Records from a dataset
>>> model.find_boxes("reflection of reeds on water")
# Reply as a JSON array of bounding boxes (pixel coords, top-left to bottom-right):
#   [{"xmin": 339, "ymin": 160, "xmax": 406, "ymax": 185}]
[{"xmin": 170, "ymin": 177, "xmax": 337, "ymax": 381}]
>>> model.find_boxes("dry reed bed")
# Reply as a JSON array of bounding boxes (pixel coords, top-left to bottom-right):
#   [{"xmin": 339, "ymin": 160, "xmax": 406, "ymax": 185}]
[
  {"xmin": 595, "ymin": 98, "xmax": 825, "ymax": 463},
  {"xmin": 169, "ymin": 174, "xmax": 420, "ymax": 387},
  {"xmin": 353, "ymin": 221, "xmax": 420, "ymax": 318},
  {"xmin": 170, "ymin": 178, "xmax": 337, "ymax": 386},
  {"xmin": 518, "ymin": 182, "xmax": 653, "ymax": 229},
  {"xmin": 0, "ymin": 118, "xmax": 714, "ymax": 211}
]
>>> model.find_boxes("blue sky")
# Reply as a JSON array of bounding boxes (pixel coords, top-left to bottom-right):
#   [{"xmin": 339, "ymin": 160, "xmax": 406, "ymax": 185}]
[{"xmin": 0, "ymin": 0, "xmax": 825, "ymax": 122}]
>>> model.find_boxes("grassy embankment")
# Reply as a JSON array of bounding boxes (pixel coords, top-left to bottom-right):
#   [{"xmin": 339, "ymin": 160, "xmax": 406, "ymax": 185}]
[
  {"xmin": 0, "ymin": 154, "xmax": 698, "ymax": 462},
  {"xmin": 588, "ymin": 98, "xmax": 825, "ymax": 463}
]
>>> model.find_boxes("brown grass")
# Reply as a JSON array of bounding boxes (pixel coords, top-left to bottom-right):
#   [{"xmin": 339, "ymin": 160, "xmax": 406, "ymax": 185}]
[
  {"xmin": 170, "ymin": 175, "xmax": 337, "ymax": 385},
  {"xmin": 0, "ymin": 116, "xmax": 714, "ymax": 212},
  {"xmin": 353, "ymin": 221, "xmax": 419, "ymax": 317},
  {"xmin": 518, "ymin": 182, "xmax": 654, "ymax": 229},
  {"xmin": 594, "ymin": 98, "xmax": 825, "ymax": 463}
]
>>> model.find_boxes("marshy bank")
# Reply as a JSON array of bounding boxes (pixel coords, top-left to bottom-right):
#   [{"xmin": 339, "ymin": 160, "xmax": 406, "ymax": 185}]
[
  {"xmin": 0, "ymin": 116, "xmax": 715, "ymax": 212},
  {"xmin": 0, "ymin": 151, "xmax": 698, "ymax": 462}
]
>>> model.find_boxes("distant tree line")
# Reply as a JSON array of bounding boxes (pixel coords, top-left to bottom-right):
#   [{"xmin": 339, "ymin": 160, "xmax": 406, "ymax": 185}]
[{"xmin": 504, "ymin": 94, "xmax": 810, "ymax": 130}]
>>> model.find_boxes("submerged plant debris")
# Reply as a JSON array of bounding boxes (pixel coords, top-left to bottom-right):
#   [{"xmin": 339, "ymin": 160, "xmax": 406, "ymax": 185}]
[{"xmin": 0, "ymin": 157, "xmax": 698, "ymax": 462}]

What this task involves:
Report every line of the listing above that contains the string "model", copying each line in full. Treat case as significant.

The answer:
>>> model.find_boxes("reflection of reeds on water")
>>> model.find_boxes("dry reed bed")
>>> model.find_boxes("blue sky")
>>> model.find_boxes("grassy embankment")
>>> model.find_boxes("brown grass")
>>> model.find_boxes("marshy bank")
>>> model.find_boxes("distant tree line")
>>> model.find_boxes("submerged plant debris")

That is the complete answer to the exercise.